▸ **Task to carry out**: Reproduce all records verbatim.

▸ **Referring expression pointing data**:
━━━━━━━━
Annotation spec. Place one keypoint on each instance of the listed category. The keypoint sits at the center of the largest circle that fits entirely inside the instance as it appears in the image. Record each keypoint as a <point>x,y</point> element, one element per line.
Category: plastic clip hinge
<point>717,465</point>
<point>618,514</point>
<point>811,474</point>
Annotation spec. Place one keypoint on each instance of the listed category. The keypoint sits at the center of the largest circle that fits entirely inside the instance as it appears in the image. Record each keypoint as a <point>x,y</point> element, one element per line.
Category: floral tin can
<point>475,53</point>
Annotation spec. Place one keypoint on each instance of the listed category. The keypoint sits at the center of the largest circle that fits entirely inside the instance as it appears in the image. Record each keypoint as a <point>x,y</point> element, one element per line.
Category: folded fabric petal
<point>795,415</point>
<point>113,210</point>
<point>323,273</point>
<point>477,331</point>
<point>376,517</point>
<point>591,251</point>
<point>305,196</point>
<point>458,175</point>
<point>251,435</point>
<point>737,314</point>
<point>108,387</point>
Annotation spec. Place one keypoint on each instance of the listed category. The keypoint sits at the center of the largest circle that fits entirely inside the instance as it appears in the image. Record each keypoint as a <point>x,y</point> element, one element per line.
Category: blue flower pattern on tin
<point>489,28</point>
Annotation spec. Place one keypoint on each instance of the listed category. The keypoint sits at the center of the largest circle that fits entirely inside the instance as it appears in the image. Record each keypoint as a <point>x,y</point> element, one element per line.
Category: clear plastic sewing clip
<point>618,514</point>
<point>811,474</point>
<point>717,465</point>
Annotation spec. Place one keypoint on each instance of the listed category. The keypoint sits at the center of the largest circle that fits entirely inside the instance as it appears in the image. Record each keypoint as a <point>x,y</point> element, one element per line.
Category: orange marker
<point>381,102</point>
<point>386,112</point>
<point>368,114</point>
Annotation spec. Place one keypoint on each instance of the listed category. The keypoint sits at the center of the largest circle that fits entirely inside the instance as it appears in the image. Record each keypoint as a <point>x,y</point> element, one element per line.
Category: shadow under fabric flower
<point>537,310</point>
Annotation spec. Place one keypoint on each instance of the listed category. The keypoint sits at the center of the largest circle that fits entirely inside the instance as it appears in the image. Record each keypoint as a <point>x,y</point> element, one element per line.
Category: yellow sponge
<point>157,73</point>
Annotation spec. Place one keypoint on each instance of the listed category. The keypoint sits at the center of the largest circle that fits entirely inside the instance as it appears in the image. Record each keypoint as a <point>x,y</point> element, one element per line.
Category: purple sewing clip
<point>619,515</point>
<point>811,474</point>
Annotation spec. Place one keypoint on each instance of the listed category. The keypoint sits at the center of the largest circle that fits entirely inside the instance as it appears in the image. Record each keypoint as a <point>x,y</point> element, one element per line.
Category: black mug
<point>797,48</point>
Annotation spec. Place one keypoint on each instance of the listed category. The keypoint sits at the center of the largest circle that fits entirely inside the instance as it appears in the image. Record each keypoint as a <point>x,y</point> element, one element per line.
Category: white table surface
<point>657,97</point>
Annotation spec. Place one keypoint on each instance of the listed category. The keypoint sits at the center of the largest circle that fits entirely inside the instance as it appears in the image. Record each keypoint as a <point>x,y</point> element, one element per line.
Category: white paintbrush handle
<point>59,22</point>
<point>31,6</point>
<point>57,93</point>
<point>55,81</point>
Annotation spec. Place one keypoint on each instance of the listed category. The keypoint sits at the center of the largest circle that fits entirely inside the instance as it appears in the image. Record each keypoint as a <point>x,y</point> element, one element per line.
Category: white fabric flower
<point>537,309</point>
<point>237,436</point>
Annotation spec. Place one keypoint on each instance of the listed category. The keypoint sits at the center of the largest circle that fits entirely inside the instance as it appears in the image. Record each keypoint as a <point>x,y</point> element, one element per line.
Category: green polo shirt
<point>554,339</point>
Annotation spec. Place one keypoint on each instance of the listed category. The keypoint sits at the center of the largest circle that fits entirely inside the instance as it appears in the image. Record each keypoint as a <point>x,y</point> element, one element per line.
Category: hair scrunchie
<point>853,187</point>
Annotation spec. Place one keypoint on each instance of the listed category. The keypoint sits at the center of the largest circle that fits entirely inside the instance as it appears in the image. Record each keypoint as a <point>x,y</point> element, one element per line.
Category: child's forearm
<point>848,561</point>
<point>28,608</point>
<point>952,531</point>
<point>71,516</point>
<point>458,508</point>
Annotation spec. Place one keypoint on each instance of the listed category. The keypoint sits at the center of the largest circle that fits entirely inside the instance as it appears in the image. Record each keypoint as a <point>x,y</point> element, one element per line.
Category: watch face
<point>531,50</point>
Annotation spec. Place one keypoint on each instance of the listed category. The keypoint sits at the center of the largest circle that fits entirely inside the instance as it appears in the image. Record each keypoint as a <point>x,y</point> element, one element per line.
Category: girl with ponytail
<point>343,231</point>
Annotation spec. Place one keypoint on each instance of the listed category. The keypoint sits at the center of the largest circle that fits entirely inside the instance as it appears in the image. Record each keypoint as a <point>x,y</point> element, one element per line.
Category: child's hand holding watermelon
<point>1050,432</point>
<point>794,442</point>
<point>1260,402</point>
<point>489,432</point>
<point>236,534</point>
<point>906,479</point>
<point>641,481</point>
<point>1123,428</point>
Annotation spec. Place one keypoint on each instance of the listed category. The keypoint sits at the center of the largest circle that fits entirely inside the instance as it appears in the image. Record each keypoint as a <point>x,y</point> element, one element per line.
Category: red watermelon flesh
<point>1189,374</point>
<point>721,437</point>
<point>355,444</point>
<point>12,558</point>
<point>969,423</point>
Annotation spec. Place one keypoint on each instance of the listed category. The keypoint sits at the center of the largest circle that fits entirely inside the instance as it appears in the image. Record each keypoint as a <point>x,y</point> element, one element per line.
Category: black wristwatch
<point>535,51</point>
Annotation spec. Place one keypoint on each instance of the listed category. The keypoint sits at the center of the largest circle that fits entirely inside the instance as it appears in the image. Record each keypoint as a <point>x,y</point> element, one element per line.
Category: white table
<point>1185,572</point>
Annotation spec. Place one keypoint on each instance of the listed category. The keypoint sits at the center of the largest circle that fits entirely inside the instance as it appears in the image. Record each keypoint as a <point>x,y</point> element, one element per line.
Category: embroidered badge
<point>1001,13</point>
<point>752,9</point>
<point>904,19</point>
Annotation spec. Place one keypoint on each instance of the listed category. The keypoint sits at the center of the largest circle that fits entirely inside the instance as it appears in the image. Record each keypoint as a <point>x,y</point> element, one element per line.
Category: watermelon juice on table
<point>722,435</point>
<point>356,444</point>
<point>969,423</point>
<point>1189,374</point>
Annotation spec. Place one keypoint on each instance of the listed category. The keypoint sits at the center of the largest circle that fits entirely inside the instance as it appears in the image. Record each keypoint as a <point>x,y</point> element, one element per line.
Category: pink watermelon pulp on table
━━━━━━━━
▸ **Answer below**:
Annotation spec. Place one keypoint on each instance of the listed category. The keypoint sits at the center of the largest circle that fits entirely inside the instance as it appears in the image. Record each keypoint as a <point>x,y</point> element, one element per line.
Category: plastic clip hinge
<point>717,465</point>
<point>618,514</point>
<point>811,474</point>
Annotation spec. Place one keypoint on each instance of the listed category. The keypoint sits at the center of the largest circle that fits entirely inside the instance as it appears in the image. Record each keypoint as a <point>x,y</point> element, one element per line.
Category: floral tin can
<point>475,53</point>
Annotation spec. Place one keypoint on each instance of the listed category. The keypoint sits at the center of the largest circle that fits entirely inside the instance as it appears in the image. Record each keypoint as a <point>x,y</point> element, one element per line.
Category: folded fabric petal
<point>795,415</point>
<point>113,210</point>
<point>323,273</point>
<point>477,331</point>
<point>376,517</point>
<point>591,251</point>
<point>305,196</point>
<point>458,175</point>
<point>251,435</point>
<point>737,314</point>
<point>108,387</point>
Annotation spec. Place one keypoint on each instance of the listed category. The keypoint sits at the center of the largest circle that fits entirely inside the instance as it appears in the image. Record each keypoint as a <point>x,y</point> element, one element per line.
Category: blue flower pattern on tin
<point>489,28</point>
Annotation spec. Place one keypoint on each instance of the listed category. The keypoint sits at the center of the largest circle that fits entirely inside the instance as it appears in the image. Record each keypoint as a <point>x,y</point> element, one element per line.
Category: clear plastic sewing clip
<point>618,514</point>
<point>811,474</point>
<point>717,465</point>
Annotation spec. Place one keypoint on each instance of the listed category. The keypoint sits at the center of the largest circle that fits entirely inside the instance as it appears in the image. Record each keypoint as a <point>x,y</point> element, one element per line.
Category: orange marker
<point>381,102</point>
<point>386,112</point>
<point>368,114</point>
Annotation spec. Place one keypoint on each instance of the listed category. The keypoint sits at the center of the largest circle that fits entirely inside the instance as it appears in the image. Record each keypoint as a <point>x,y</point> element, one element per line.
Category: shadow under fabric flower
<point>537,310</point>
Annotation spec. Place one keypoint on each instance of the listed category. The keypoint sits at the center of the largest circle that fits entirely inside the instance as it appears in the image. Record each keypoint as a <point>x,y</point> element, one element per line.
Category: yellow sponge
<point>157,73</point>
Annotation spec. Place one keypoint on each instance of the listed category. The keypoint sits at the center of the largest circle that fits entirely inside the instance as it appears in the image. Record each keypoint as a <point>x,y</point> element, one element per line.
Category: purple sewing clip
<point>619,515</point>
<point>811,474</point>
Annotation spec. Place one keypoint on each instance of the listed category. The keypoint sits at the center of the largest circle that fits entirely inside the instance as it appears in the image. Record each keypoint as a <point>x,y</point> element, one element per line.
Category: black mug
<point>797,48</point>
Annotation spec. Place one keypoint on each instance of the listed category. The keypoint sits at the center of the largest circle that fits entirely inside the instance as it appears in the image. Record each keypoint as a <point>x,y</point> element, one element per line.
Category: white table surface
<point>657,97</point>
Annotation spec. Place one keypoint on each instance of the listed category. The keypoint sits at the center of the largest circle that fits entirely inside the instance as it appears in the image. Record each keypoint as a <point>x,y</point> element, one element per line.
Category: white paintbrush handle
<point>59,22</point>
<point>31,6</point>
<point>57,93</point>
<point>55,81</point>
Annotation spec. Place one keypoint on each instance of the listed category. The keypoint sits at the center of the largest circle that fits entirely inside the instance as it appears in the image. Record each keypoint as a <point>x,y</point> element, one element per line.
Category: white fabric flower
<point>537,309</point>
<point>237,436</point>
Annotation spec. Place one keypoint on each instance of the listed category. The keypoint sits at the center of the largest circle that fits entirely inside the instance as it appears in the image. Record each keypoint as a <point>x,y</point> element, one element per line.
Category: green polo shirt
<point>554,339</point>
Annotation spec. Place one keypoint on each instance of the listed category. The keypoint sits at the center of the largest circle that fits entirely inside the instance as it appears in the image. Record each keypoint as a <point>x,y</point> element, one element per line.
Category: hair scrunchie
<point>853,187</point>
Annotation spec. Place one keypoint on each instance of the listed category. The keypoint sits at the center of the largest circle that fits entirely inside the instance as it appears in the image. Record each keypoint as a <point>x,y</point> element, one element per line.
Category: child's forearm
<point>848,561</point>
<point>28,608</point>
<point>952,531</point>
<point>71,516</point>
<point>458,508</point>
Annotation spec. Place one keypoint on each instance of the listed category. The keypoint sits at the center of the largest circle that fits entirely inside the instance as it appears in the image. Record each keypoint as a <point>x,y</point> element, one element per line.
Category: watch face
<point>531,50</point>
Annotation spec. Place one keypoint on each instance of the listed category. The keypoint sits at the center of the largest circle that fits entirely inside the instance as it appears in the image. Record each keypoint as a <point>x,y</point> element, one element per line.
Category: girl with ponytail
<point>343,231</point>
Annotation spec. Place one keypoint on each instance of the listed category. The keypoint sits at the center of the largest circle that fits entirely inside the instance as it appears in the image. Record each keypoint as a <point>x,y</point> element, one element per line.
Category: child's hand holding watermelon
<point>1050,432</point>
<point>794,442</point>
<point>1260,402</point>
<point>489,432</point>
<point>236,534</point>
<point>906,479</point>
<point>641,481</point>
<point>1123,428</point>
Annotation spec. Place one keypoint on each instance of the listed category. The keypoint sits at the center of the largest circle that fits entirely inside the instance as it appears in the image. Record each keypoint as a <point>x,y</point> element, one element per line.
Category: red watermelon flesh
<point>1189,374</point>
<point>721,437</point>
<point>355,444</point>
<point>12,558</point>
<point>969,423</point>
Annotation spec. Place one keypoint on each instance of the listed category. The keypoint sits at the center of the largest circle that fits entirely inside the instance as it appears in the image. Record each keypoint as a <point>x,y</point> element, one element per line.
Category: black wristwatch
<point>535,51</point>
Annotation spec. Place one keypoint on each instance of the listed category. The keypoint sits at the center of the largest circle that fits entirely inside the instance as it appears in the image. Record each keypoint as a <point>x,y</point> element, one element per line.
Category: white table
<point>1185,572</point>
Annotation spec. Place one keypoint on each instance of the listed category. The keypoint sits at the center of the largest circle that fits entirely inside the instance as it appears in the image. Record each keypoint as a <point>x,y</point> element, one element per line.
Category: embroidered badge
<point>1001,13</point>
<point>752,9</point>
<point>904,19</point>
Annotation spec. Place one keypoint on each instance of the listed category. The keypoint sits at the center of the largest circle that fits entirely inside the instance as it appears in the image. Record each keypoint as a <point>x,y</point> element, one element per line.
Category: watermelon juice on table
<point>722,435</point>
<point>356,444</point>
<point>969,423</point>
<point>1189,374</point>
Annotation spec. Place one keypoint on each instance of the listed category. The keypoint sits at the center of the largest circle that fits entirely inside the instance as it appears in the image. Record each keypoint as a <point>x,y</point> element, one element per line.
Category: pink watermelon pulp on table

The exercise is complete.